Raw data
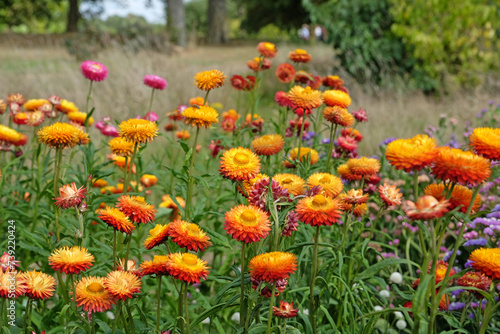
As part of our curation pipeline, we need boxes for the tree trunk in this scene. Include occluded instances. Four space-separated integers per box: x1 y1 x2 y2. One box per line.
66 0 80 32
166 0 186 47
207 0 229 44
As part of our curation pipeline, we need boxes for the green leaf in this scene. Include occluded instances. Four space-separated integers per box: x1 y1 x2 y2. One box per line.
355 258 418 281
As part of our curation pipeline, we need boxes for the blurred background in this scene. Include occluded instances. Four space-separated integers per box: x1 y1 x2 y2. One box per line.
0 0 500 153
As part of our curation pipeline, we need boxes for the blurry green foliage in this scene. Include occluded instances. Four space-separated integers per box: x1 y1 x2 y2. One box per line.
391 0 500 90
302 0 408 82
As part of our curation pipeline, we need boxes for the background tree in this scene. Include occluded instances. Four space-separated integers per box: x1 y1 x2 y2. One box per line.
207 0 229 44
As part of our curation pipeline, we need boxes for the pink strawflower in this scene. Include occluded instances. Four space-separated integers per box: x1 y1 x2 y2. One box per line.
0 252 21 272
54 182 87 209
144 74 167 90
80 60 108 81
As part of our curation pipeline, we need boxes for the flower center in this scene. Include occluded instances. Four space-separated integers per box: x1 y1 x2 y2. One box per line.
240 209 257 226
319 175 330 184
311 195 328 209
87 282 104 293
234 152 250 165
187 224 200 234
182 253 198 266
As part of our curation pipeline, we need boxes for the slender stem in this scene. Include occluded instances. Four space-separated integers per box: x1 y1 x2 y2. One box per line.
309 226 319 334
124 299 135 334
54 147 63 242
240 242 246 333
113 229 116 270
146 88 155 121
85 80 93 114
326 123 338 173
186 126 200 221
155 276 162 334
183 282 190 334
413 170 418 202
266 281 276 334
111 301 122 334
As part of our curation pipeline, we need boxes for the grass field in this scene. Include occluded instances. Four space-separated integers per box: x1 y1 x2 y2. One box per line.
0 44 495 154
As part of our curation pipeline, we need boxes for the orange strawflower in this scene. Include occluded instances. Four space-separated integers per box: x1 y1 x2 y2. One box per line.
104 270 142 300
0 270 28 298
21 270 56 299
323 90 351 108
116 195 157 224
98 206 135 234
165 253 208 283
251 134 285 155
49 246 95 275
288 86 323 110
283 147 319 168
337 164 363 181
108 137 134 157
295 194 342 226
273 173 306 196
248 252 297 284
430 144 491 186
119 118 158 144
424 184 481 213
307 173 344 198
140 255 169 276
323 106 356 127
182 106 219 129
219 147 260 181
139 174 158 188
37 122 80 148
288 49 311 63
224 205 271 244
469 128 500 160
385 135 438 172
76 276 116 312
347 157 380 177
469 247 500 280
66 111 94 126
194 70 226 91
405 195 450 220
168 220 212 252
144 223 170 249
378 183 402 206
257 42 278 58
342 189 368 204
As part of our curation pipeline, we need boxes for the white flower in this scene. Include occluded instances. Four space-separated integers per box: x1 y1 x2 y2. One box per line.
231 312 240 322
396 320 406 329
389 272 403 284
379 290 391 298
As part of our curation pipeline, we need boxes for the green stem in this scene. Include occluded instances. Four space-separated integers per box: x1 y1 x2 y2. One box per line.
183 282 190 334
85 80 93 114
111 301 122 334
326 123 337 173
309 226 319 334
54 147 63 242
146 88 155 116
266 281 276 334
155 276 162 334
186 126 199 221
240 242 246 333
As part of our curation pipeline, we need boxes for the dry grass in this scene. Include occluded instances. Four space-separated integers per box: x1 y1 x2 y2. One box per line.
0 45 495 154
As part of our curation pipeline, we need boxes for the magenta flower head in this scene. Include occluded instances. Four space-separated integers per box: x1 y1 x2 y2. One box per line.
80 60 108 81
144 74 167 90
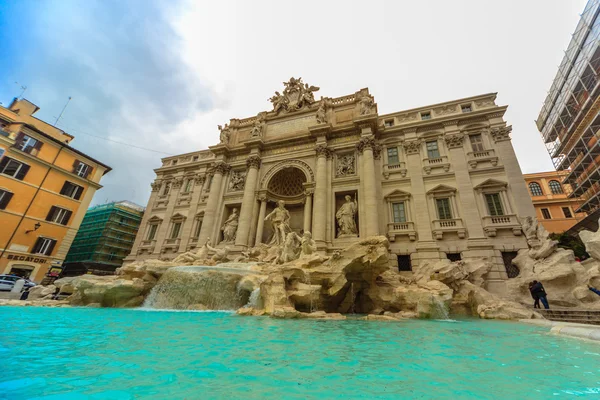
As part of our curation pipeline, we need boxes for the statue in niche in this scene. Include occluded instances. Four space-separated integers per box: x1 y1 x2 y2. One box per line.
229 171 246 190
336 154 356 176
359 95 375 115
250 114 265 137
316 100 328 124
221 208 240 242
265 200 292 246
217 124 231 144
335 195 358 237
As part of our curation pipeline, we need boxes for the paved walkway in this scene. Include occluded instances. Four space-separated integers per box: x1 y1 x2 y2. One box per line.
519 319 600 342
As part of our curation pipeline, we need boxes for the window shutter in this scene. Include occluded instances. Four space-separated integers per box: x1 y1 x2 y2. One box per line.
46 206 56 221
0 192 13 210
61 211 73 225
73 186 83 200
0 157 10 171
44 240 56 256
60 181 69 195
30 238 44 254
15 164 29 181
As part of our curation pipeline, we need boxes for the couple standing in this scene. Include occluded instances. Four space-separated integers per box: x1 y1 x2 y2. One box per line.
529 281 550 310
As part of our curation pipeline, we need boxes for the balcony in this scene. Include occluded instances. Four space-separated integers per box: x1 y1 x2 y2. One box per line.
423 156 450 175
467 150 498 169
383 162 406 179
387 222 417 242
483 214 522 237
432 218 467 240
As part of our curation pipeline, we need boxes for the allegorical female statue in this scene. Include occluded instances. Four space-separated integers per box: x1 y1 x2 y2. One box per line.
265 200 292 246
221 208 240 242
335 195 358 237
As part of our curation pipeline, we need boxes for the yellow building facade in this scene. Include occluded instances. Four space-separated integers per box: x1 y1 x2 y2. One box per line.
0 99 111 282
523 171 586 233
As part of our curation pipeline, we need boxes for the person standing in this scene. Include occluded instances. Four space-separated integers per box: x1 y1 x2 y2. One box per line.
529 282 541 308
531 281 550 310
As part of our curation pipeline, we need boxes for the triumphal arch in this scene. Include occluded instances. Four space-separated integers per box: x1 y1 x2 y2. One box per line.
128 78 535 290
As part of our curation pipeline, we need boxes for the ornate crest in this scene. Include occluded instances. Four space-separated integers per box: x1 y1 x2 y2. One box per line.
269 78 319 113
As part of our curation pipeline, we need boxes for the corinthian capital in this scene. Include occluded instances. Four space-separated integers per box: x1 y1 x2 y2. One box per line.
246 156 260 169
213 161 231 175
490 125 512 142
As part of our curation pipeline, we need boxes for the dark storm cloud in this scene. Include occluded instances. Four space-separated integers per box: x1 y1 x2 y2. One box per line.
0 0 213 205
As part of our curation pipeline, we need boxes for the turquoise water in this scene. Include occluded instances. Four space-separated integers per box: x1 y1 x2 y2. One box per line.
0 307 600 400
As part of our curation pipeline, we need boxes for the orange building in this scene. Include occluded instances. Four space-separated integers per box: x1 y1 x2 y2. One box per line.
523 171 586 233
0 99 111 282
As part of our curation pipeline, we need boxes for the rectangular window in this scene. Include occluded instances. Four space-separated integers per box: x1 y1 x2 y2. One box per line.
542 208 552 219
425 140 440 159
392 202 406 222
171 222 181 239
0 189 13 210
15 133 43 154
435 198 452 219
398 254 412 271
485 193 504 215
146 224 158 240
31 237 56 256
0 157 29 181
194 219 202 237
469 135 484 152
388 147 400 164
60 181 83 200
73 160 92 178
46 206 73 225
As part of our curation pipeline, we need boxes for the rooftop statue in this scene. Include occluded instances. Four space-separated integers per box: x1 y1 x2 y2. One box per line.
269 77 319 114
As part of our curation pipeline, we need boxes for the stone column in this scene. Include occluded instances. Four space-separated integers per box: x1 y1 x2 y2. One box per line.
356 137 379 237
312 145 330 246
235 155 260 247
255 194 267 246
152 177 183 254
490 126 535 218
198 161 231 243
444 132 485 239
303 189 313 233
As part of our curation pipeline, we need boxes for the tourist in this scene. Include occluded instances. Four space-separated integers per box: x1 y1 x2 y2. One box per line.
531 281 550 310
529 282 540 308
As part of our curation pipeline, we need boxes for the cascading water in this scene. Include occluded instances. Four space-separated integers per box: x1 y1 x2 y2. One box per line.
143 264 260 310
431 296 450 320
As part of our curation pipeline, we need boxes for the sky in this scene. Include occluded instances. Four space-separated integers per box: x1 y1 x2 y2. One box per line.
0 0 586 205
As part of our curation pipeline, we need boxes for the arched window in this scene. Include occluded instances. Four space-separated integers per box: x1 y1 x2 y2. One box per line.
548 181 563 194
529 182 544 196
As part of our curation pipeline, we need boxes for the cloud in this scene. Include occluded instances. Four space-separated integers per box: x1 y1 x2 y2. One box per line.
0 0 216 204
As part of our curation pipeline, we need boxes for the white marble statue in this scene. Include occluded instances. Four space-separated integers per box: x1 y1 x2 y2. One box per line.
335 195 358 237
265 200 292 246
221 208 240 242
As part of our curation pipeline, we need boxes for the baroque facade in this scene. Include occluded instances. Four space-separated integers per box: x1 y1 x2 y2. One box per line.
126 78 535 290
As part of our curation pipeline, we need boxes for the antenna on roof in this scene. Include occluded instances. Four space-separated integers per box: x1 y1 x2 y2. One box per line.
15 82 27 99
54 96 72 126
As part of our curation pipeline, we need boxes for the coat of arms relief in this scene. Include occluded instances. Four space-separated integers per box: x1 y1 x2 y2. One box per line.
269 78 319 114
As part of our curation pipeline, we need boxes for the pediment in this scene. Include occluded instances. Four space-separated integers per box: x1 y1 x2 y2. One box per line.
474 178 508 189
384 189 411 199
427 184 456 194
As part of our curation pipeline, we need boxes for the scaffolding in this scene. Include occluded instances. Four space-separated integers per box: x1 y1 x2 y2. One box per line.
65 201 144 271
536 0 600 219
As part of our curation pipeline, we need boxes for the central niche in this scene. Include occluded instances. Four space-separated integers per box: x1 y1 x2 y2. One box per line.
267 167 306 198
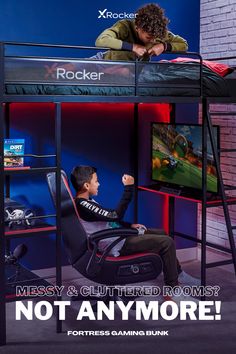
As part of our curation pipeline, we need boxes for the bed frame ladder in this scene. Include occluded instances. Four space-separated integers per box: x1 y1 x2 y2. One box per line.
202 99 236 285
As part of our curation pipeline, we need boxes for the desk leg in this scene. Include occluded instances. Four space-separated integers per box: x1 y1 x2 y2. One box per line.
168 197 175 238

Exercise requirements
Could you convert the lines above, from the one containing "for the scaffolding" through the last one, into a Markdown table with the columns Row and Line? Number each row, and leave out blank lines and pictures.

Reply
| Row | Line |
|---|---|
| 1 | As part of our curation pipeline, we need boxes for the scaffolding in this scene. Include occluded instances. Four space-separated integers per box: x1 y1 x2 y2. One box per line. |
| 2 | 65 201 144 271 |
| 3 | 536 0 600 219 |
| 4 | As part of our curation pipeline, we need boxes for the central niche in this scene. Include occluded instances. Four space-separated integers per box: x1 y1 x2 y2. One box per line. |
| 5 | 267 167 306 198 |
| 6 | As part of our curation pipeline, we need boxes for the bed frame ladder in this scene. Include occluded instances. Four space-separated integers per box: x1 y1 x2 y2. One box per line. |
| 7 | 202 99 236 285 |
| 8 | As part of our curation pipeline, we need boxes for the desk leg in this scene. Include occluded instances. Four space-separated integers per box: x1 y1 x2 y2. One box per line. |
| 9 | 168 197 175 238 |